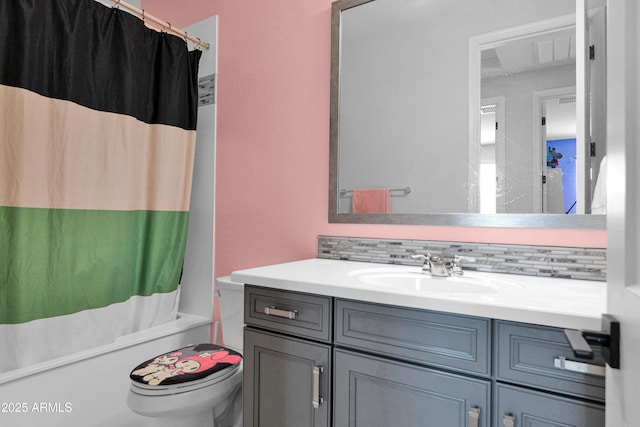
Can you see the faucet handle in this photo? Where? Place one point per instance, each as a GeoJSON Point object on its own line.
{"type": "Point", "coordinates": [426, 267]}
{"type": "Point", "coordinates": [457, 264]}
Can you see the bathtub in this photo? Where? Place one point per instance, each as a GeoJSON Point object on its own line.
{"type": "Point", "coordinates": [90, 388]}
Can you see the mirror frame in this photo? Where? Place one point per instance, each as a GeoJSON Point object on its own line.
{"type": "Point", "coordinates": [503, 220]}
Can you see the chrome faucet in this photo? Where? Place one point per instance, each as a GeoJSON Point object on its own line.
{"type": "Point", "coordinates": [443, 266]}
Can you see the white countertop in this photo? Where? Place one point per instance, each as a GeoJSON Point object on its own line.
{"type": "Point", "coordinates": [564, 303]}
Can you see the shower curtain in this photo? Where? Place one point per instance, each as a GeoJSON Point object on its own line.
{"type": "Point", "coordinates": [97, 139]}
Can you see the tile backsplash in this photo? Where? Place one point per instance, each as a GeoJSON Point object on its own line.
{"type": "Point", "coordinates": [544, 261]}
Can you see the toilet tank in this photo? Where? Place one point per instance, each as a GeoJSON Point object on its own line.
{"type": "Point", "coordinates": [231, 297]}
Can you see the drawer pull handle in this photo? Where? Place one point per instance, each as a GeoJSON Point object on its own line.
{"type": "Point", "coordinates": [288, 314]}
{"type": "Point", "coordinates": [508, 420]}
{"type": "Point", "coordinates": [474, 416]}
{"type": "Point", "coordinates": [585, 368]}
{"type": "Point", "coordinates": [317, 400]}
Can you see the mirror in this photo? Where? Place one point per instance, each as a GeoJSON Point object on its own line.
{"type": "Point", "coordinates": [417, 88]}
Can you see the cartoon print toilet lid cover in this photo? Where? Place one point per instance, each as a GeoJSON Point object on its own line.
{"type": "Point", "coordinates": [185, 364]}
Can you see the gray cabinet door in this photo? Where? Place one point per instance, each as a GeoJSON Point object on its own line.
{"type": "Point", "coordinates": [280, 384]}
{"type": "Point", "coordinates": [520, 407]}
{"type": "Point", "coordinates": [374, 392]}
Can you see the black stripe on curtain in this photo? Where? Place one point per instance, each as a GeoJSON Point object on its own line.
{"type": "Point", "coordinates": [70, 56]}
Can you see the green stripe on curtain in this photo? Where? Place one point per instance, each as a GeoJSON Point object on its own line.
{"type": "Point", "coordinates": [53, 260]}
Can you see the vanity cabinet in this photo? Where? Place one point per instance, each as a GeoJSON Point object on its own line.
{"type": "Point", "coordinates": [287, 359]}
{"type": "Point", "coordinates": [313, 360]}
{"type": "Point", "coordinates": [539, 381]}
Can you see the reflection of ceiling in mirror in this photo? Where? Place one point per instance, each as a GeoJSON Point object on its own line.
{"type": "Point", "coordinates": [531, 53]}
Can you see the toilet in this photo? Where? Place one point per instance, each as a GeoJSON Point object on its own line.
{"type": "Point", "coordinates": [196, 385]}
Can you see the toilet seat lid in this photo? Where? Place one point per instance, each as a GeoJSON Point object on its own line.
{"type": "Point", "coordinates": [186, 364]}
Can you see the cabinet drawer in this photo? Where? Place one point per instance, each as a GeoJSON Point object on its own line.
{"type": "Point", "coordinates": [526, 354]}
{"type": "Point", "coordinates": [289, 312]}
{"type": "Point", "coordinates": [516, 406]}
{"type": "Point", "coordinates": [453, 342]}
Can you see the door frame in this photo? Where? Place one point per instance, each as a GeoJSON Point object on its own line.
{"type": "Point", "coordinates": [539, 135]}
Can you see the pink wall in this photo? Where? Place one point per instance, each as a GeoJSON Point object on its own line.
{"type": "Point", "coordinates": [273, 137]}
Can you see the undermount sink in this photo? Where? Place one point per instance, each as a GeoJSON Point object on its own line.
{"type": "Point", "coordinates": [416, 280]}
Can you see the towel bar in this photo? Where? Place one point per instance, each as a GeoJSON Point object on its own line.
{"type": "Point", "coordinates": [404, 190]}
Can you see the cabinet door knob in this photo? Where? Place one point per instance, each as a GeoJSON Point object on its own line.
{"type": "Point", "coordinates": [288, 314]}
{"type": "Point", "coordinates": [474, 416]}
{"type": "Point", "coordinates": [508, 420]}
{"type": "Point", "coordinates": [317, 400]}
{"type": "Point", "coordinates": [575, 366]}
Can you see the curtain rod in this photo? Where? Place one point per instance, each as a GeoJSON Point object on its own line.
{"type": "Point", "coordinates": [166, 25]}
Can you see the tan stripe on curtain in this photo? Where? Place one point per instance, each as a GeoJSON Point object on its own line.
{"type": "Point", "coordinates": [109, 161]}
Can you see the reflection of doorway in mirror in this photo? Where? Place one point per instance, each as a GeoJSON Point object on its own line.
{"type": "Point", "coordinates": [559, 153]}
{"type": "Point", "coordinates": [491, 155]}
{"type": "Point", "coordinates": [487, 171]}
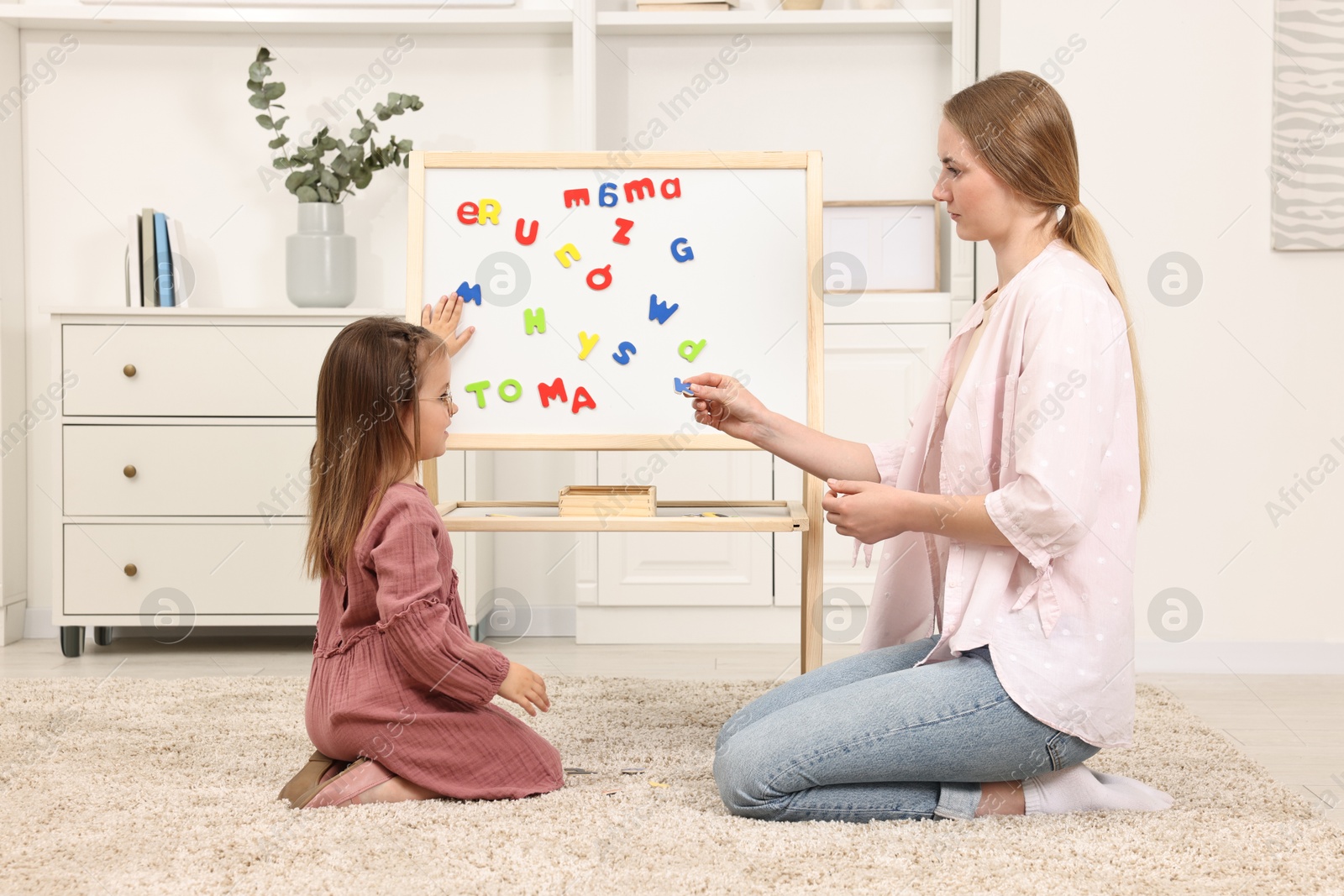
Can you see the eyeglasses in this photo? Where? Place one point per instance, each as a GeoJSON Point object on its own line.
{"type": "Point", "coordinates": [445, 399]}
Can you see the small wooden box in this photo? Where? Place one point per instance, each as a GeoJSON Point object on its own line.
{"type": "Point", "coordinates": [609, 500]}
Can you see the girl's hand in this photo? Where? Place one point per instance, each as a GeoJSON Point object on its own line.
{"type": "Point", "coordinates": [443, 318]}
{"type": "Point", "coordinates": [526, 688]}
{"type": "Point", "coordinates": [727, 406]}
{"type": "Point", "coordinates": [869, 511]}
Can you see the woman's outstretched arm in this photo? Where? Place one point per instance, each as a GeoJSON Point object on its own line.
{"type": "Point", "coordinates": [823, 456]}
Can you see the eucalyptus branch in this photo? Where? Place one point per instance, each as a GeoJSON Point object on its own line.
{"type": "Point", "coordinates": [353, 165]}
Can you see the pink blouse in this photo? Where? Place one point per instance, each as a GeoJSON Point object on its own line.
{"type": "Point", "coordinates": [1046, 427]}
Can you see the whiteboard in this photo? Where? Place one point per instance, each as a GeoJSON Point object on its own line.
{"type": "Point", "coordinates": [737, 305]}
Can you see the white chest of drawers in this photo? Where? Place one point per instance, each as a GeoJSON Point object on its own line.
{"type": "Point", "coordinates": [181, 466]}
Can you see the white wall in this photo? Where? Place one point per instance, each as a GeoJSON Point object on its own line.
{"type": "Point", "coordinates": [1171, 103]}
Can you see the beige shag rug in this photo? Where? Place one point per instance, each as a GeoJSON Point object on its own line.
{"type": "Point", "coordinates": [158, 786]}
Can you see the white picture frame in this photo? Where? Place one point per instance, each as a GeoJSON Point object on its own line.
{"type": "Point", "coordinates": [895, 242]}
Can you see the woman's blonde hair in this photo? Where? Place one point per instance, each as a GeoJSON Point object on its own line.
{"type": "Point", "coordinates": [1021, 128]}
{"type": "Point", "coordinates": [371, 372]}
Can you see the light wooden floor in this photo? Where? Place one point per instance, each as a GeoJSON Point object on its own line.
{"type": "Point", "coordinates": [1292, 725]}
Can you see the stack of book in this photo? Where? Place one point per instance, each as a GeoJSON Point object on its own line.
{"type": "Point", "coordinates": [685, 6]}
{"type": "Point", "coordinates": [152, 277]}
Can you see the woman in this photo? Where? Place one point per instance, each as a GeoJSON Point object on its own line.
{"type": "Point", "coordinates": [1007, 519]}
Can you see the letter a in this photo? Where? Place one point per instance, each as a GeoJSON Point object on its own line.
{"type": "Point", "coordinates": [582, 399]}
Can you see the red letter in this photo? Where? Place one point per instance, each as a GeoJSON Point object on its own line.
{"type": "Point", "coordinates": [554, 390]}
{"type": "Point", "coordinates": [635, 190]}
{"type": "Point", "coordinates": [600, 273]}
{"type": "Point", "coordinates": [582, 399]}
{"type": "Point", "coordinates": [530, 238]}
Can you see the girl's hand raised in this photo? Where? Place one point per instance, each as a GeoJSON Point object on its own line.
{"type": "Point", "coordinates": [526, 688]}
{"type": "Point", "coordinates": [443, 318]}
{"type": "Point", "coordinates": [727, 406]}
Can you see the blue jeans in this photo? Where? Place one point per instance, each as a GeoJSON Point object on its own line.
{"type": "Point", "coordinates": [870, 736]}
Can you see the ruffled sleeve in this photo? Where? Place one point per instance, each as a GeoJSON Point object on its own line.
{"type": "Point", "coordinates": [1063, 418]}
{"type": "Point", "coordinates": [414, 614]}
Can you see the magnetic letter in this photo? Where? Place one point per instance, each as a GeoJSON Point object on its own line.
{"type": "Point", "coordinates": [659, 311]}
{"type": "Point", "coordinates": [522, 239]}
{"type": "Point", "coordinates": [588, 343]}
{"type": "Point", "coordinates": [470, 293]}
{"type": "Point", "coordinates": [600, 273]}
{"type": "Point", "coordinates": [554, 390]}
{"type": "Point", "coordinates": [635, 190]}
{"type": "Point", "coordinates": [480, 391]}
{"type": "Point", "coordinates": [568, 253]}
{"type": "Point", "coordinates": [692, 347]}
{"type": "Point", "coordinates": [582, 399]}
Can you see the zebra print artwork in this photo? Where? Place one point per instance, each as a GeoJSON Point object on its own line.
{"type": "Point", "coordinates": [1307, 167]}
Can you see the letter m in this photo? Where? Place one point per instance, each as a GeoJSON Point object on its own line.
{"type": "Point", "coordinates": [553, 391]}
{"type": "Point", "coordinates": [635, 190]}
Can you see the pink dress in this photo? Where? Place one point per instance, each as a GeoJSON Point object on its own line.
{"type": "Point", "coordinates": [396, 676]}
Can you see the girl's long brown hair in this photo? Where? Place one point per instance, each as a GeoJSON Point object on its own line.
{"type": "Point", "coordinates": [371, 372]}
{"type": "Point", "coordinates": [1021, 128]}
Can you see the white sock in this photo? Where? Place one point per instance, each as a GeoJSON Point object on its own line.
{"type": "Point", "coordinates": [1081, 789]}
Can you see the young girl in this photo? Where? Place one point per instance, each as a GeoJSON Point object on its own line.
{"type": "Point", "coordinates": [400, 694]}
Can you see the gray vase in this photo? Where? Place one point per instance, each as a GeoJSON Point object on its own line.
{"type": "Point", "coordinates": [320, 258]}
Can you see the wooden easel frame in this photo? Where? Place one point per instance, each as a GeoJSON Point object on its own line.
{"type": "Point", "coordinates": [785, 516]}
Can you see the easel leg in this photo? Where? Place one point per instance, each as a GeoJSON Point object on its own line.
{"type": "Point", "coordinates": [812, 540]}
{"type": "Point", "coordinates": [429, 479]}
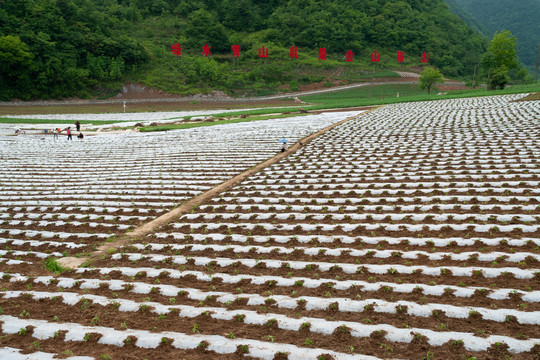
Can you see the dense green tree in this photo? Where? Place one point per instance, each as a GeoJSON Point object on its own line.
{"type": "Point", "coordinates": [204, 28]}
{"type": "Point", "coordinates": [429, 77]}
{"type": "Point", "coordinates": [500, 58]}
{"type": "Point", "coordinates": [70, 47]}
{"type": "Point", "coordinates": [520, 17]}
{"type": "Point", "coordinates": [499, 78]}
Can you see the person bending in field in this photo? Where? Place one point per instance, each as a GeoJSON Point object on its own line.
{"type": "Point", "coordinates": [285, 146]}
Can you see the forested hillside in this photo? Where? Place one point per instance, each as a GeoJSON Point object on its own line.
{"type": "Point", "coordinates": [521, 17]}
{"type": "Point", "coordinates": [63, 48]}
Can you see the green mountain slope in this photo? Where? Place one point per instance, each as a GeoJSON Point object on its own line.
{"type": "Point", "coordinates": [63, 48]}
{"type": "Point", "coordinates": [521, 17]}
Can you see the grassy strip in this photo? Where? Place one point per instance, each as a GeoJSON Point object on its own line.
{"type": "Point", "coordinates": [387, 94]}
{"type": "Point", "coordinates": [49, 121]}
{"type": "Point", "coordinates": [212, 123]}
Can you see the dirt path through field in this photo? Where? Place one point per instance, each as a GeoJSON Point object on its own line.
{"type": "Point", "coordinates": [142, 231]}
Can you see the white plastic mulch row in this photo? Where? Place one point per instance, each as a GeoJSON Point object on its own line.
{"type": "Point", "coordinates": [287, 323]}
{"type": "Point", "coordinates": [138, 171]}
{"type": "Point", "coordinates": [327, 266]}
{"type": "Point", "coordinates": [150, 340]}
{"type": "Point", "coordinates": [343, 239]}
{"type": "Point", "coordinates": [15, 354]}
{"type": "Point", "coordinates": [381, 254]}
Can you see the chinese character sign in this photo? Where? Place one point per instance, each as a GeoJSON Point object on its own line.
{"type": "Point", "coordinates": [236, 50]}
{"type": "Point", "coordinates": [206, 50]}
{"type": "Point", "coordinates": [293, 52]}
{"type": "Point", "coordinates": [263, 52]}
{"type": "Point", "coordinates": [176, 49]}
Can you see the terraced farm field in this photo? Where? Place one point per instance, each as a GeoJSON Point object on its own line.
{"type": "Point", "coordinates": [411, 232]}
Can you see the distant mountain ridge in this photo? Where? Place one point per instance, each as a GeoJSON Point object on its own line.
{"type": "Point", "coordinates": [64, 48]}
{"type": "Point", "coordinates": [521, 17]}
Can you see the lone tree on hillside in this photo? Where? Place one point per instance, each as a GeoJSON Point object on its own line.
{"type": "Point", "coordinates": [500, 58]}
{"type": "Point", "coordinates": [429, 77]}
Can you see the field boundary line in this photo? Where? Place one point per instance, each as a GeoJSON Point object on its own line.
{"type": "Point", "coordinates": [143, 230]}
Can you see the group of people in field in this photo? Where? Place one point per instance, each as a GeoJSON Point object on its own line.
{"type": "Point", "coordinates": [68, 131]}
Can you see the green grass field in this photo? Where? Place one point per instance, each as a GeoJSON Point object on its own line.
+-------+
-- Challenge --
Starting at the line that contains "Can you see the terraced" and ending at the last line of the material, reproduce every line in order, offsetting each coordinate value in the points by -62 and leaving all other text unchanged.

-- Exercise answer --
Can you see the terraced farm field in this photo? Where? Place one point per instance, each as a GeoJSON Point object on its own line.
{"type": "Point", "coordinates": [349, 170]}
Can you see the distant mountain ridge in this photo? Where? Place one point per instance, each as a GeoJSON Point object on its own line.
{"type": "Point", "coordinates": [2, -14]}
{"type": "Point", "coordinates": [459, -45]}
Can you see the lone tree on hillside in this photo? Where? Place one point per instance, each as a GeoJSON Point object on its own line.
{"type": "Point", "coordinates": [438, -4]}
{"type": "Point", "coordinates": [367, 15]}
Can you see the field boundary line in this photo? Where? Place one point per instance, each as a GeoJSON Point object on its own line.
{"type": "Point", "coordinates": [81, 168]}
Can you see the group of people in field in this photo? Where? Place one point per instance, each as a GeoJSON Point object on its own line.
{"type": "Point", "coordinates": [6, 69]}
Can you see the green grass field in this photo? Where? Place one point per instance, each as a GeoJSON Point object on its own line.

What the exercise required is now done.